%%
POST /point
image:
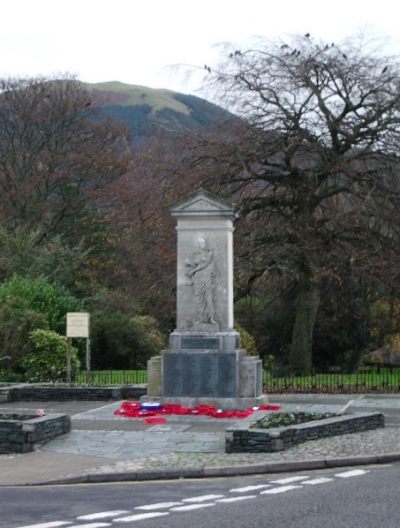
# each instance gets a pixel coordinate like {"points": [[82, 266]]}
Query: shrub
{"points": [[46, 359]]}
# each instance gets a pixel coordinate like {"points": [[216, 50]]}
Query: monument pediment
{"points": [[202, 203]]}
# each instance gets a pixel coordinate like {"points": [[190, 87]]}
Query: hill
{"points": [[142, 108]]}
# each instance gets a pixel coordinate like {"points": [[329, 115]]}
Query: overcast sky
{"points": [[137, 41]]}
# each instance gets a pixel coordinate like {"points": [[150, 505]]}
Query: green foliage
{"points": [[247, 341], [38, 296], [151, 340], [46, 359], [26, 251], [123, 341], [17, 320], [280, 419]]}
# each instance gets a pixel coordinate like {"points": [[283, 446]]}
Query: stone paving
{"points": [[179, 444], [101, 443]]}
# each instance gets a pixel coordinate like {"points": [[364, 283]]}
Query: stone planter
{"points": [[248, 440], [23, 436], [28, 392]]}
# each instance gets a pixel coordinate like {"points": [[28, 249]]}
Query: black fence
{"points": [[385, 380], [369, 380]]}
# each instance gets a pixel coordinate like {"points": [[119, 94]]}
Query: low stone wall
{"points": [[26, 392], [249, 440], [23, 436]]}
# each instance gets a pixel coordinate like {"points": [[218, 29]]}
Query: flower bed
{"points": [[23, 433], [155, 412], [256, 440]]}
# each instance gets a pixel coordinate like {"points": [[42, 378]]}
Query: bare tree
{"points": [[313, 161], [56, 155]]}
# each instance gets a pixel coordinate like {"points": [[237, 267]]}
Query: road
{"points": [[362, 497]]}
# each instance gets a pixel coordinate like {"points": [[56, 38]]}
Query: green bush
{"points": [[247, 341], [53, 301], [122, 341], [46, 359]]}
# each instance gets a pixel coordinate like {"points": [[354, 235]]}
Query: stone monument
{"points": [[205, 363]]}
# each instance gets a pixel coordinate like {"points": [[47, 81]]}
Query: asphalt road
{"points": [[363, 497]]}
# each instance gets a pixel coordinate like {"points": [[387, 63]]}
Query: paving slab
{"points": [[103, 447]]}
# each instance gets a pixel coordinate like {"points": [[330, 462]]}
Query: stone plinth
{"points": [[205, 363]]}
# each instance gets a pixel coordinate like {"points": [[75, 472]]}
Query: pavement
{"points": [[103, 447]]}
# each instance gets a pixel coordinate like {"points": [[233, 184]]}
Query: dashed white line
{"points": [[203, 498], [249, 488], [101, 515], [91, 525], [314, 482], [53, 524], [236, 499], [283, 489], [141, 517], [353, 473], [288, 480], [191, 507], [160, 505]]}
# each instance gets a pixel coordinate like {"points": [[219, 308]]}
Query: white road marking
{"points": [[101, 515], [190, 507], [283, 489], [249, 488], [54, 524], [236, 499], [203, 498], [288, 480], [353, 473], [158, 506], [313, 482], [141, 517], [91, 525]]}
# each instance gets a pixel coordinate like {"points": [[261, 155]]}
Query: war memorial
{"points": [[205, 364]]}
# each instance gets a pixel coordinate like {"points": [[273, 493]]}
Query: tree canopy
{"points": [[314, 163]]}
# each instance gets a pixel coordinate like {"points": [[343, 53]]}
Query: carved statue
{"points": [[201, 275]]}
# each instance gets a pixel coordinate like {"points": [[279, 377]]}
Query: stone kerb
{"points": [[251, 440], [23, 436]]}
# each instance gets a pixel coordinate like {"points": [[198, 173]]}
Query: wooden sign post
{"points": [[78, 326]]}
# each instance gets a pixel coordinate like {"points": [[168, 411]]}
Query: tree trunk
{"points": [[307, 303]]}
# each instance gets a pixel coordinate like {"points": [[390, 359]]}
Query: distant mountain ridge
{"points": [[142, 108]]}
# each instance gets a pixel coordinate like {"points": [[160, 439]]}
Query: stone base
{"points": [[225, 404]]}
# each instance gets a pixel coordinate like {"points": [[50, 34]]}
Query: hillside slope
{"points": [[142, 108]]}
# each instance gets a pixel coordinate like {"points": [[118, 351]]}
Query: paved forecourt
{"points": [[102, 446]]}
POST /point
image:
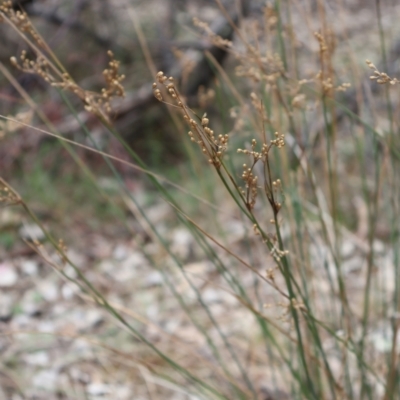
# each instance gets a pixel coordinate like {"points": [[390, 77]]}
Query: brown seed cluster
{"points": [[7, 196], [98, 104], [251, 180], [211, 145], [380, 77]]}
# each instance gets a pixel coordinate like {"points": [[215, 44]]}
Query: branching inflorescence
{"points": [[200, 132]]}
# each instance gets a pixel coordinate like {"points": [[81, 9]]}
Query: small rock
{"points": [[31, 232], [46, 379], [29, 267], [39, 358], [6, 306], [8, 275], [48, 290], [154, 279], [98, 389]]}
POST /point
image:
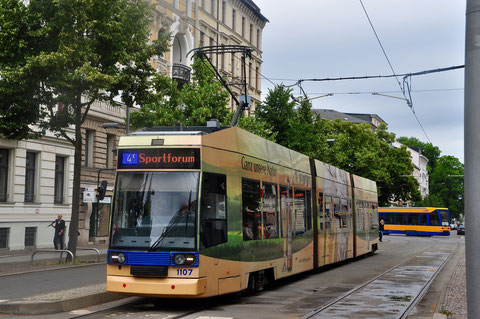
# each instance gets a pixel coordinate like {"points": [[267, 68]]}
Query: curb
{"points": [[53, 307], [50, 269]]}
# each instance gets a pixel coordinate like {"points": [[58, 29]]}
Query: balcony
{"points": [[181, 73]]}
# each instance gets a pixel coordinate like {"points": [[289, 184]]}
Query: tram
{"points": [[416, 221], [208, 211]]}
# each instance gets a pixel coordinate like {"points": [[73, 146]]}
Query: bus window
{"points": [[413, 219], [444, 217], [434, 221], [401, 219], [270, 211], [299, 212], [423, 219], [389, 219], [213, 217], [252, 219], [328, 213]]}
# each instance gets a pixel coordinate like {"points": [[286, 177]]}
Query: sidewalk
{"points": [[444, 299], [17, 263]]}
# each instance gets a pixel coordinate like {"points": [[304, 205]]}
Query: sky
{"points": [[333, 38]]}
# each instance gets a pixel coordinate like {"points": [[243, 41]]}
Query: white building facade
{"points": [[420, 172], [36, 178]]}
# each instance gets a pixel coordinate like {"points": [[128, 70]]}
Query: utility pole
{"points": [[472, 156]]}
%%
## Instruction:
Copy the listing over exactly, skipping the pictures it holds.

## The completed task:
POST /point
image:
# each instance gets a pixel coordinate like {"points": [[82, 266]]}
Query: shrub
{"points": [[46, 359]]}
# each instance gets a pixel coordinate like {"points": [[216, 50]]}
Query: monument pediment
{"points": [[202, 203]]}
# each instance gets a pixel coordinate like {"points": [[190, 87]]}
Query: hill
{"points": [[142, 108]]}
# each instance gets a pixel coordinate like {"points": [[329, 115]]}
Query: overcast sky
{"points": [[137, 41]]}
# each instance gets a pixel coordinate like {"points": [[150, 505]]}
Query: green foliage
{"points": [[247, 341], [38, 296], [151, 340], [46, 359], [26, 251], [123, 341], [17, 320], [280, 419]]}
# each instance gets a pixel coordinate like {"points": [[283, 446]]}
Query: stone paving
{"points": [[179, 444], [101, 443]]}
# each instance gets a pixel coordinate like {"points": [[364, 283]]}
Query: stone planter
{"points": [[248, 440], [23, 436], [28, 392]]}
# each instance gets a pixel coordinate like {"points": [[28, 249]]}
Query: black fence
{"points": [[385, 380], [369, 380]]}
# each instance gets a pixel coordinate like {"points": [[119, 94]]}
Query: low stone wall
{"points": [[26, 392], [249, 440], [23, 436]]}
# each instance gets a pixel coordinate like {"points": [[218, 29]]}
Query: flower bed
{"points": [[23, 433], [155, 412], [256, 440]]}
# each instance gets a pixel coordinate like {"points": [[42, 378]]}
Query: bare tree
{"points": [[313, 161], [56, 155]]}
# each instance gets a pixel coordinate like {"points": [[237, 267]]}
Query: road
{"points": [[362, 497]]}
# each instance gets a pixel coordinate like {"points": [[56, 38]]}
Query: green bush
{"points": [[247, 341], [53, 301], [122, 341], [46, 359]]}
# each instance gets a pixel coordinate like {"points": [[354, 235]]}
Query: stone monument
{"points": [[205, 363]]}
# each instance gets a pixel coordinate like {"points": [[47, 81]]}
Query: asphalt road
{"points": [[363, 497]]}
# each instance gets a pixel coordinate like {"points": [[387, 63]]}
Query: paving slab
{"points": [[103, 447]]}
# each instance gets a pixel coordinate like {"points": [[330, 462]]}
Query: stone plinth
{"points": [[205, 363]]}
# each instance gets a pixel coordinate like {"points": [[75, 472]]}
Query: pavement
{"points": [[103, 447]]}
# each instance gets a pixel coordinate like {"points": [[233, 184]]}
Query: dashed white line
{"points": [[203, 498], [249, 488], [101, 515], [91, 525], [314, 482], [53, 524], [236, 499], [283, 489], [141, 517], [353, 473], [288, 480], [191, 507], [160, 505]]}
# each instance gets a pixel coordinate like {"points": [[219, 308]]}
Query: white road marking
{"points": [[101, 515], [190, 507], [283, 489], [249, 488], [54, 524], [236, 499], [203, 498], [288, 480], [353, 473], [158, 506], [313, 482], [141, 517], [91, 525]]}
# each instance gets a pixel coordinate like {"points": [[261, 155]]}
Query: war memorial
{"points": [[205, 364]]}
# each instance gets a pixel coordinate like {"points": [[273, 493]]}
Query: tree canopy
{"points": [[314, 163]]}
# each instance gets a pixel coordinate like {"points": [[343, 53]]}
Query: carved statue
{"points": [[201, 275]]}
# each instance gets a pixel coordinate like {"points": [[279, 377]]}
Query: stone kerb
{"points": [[251, 440], [23, 436]]}
# each instance gets a pixel coordinate like {"points": [[198, 173]]}
Query: wooden sign post
{"points": [[78, 326]]}
# each instance gets a pixel coordinate like {"points": [[168, 411]]}
Query: tree trunk
{"points": [[307, 303]]}
# each instance gets a pixel coordinate like {"points": [[390, 359]]}
Query: distant mountain ridge
{"points": [[142, 108]]}
# each instance gets a pixel coordinate like {"points": [[160, 439]]}
Query: stone base
{"points": [[225, 404]]}
# each instance gets a pixel coordinate like {"points": [[50, 34]]}
Query: hillside slope
{"points": [[142, 108]]}
# each instance gets a pixel coordinate like {"points": [[118, 351]]}
Query: paved forecourt
{"points": [[102, 446]]}
POST /point
image:
# each instance gets a pixel coordinate like {"points": [[390, 77]]}
Query: brown seed cluster
{"points": [[7, 196], [98, 104], [251, 180], [211, 145], [380, 77]]}
# each instance gets a pixel coordinate like {"points": [[215, 44]]}
Query: branching inflorescence
{"points": [[200, 132]]}
# each instance gets a pixel coordinate like {"points": [[81, 9]]}
Query: small rock
{"points": [[31, 232], [46, 379], [29, 267], [39, 358], [6, 306], [8, 275], [48, 290], [154, 279], [98, 389]]}
POST /point
image:
# each instance gets a pixel coordinate like {"points": [[267, 68]]}
Query: curb
{"points": [[53, 307], [50, 269]]}
# each instance gets a pixel coordinate like {"points": [[58, 29]]}
Query: balcony
{"points": [[181, 73]]}
# each instance gets a pixel coordinate like {"points": [[289, 184]]}
Query: tram
{"points": [[416, 221], [208, 211]]}
# each instance gets a pixel coordinate like {"points": [[73, 146]]}
Query: bus window
{"points": [[413, 219], [444, 217], [434, 221], [401, 219], [270, 211], [299, 212], [423, 219], [389, 219], [213, 217], [252, 219], [328, 213]]}
# each instance gets a pixel coordinate like {"points": [[286, 177]]}
Query: sidewalk
{"points": [[444, 299], [17, 263]]}
# each instance gets a pixel coordinate like {"points": [[304, 205]]}
Query: sky
{"points": [[333, 38]]}
# each instance gets a pixel coordinate like {"points": [[243, 41]]}
Query: white building facade
{"points": [[420, 172], [36, 178]]}
# each instance gets a pixel coordinate like {"points": [[128, 70]]}
Query: utility pole
{"points": [[472, 156]]}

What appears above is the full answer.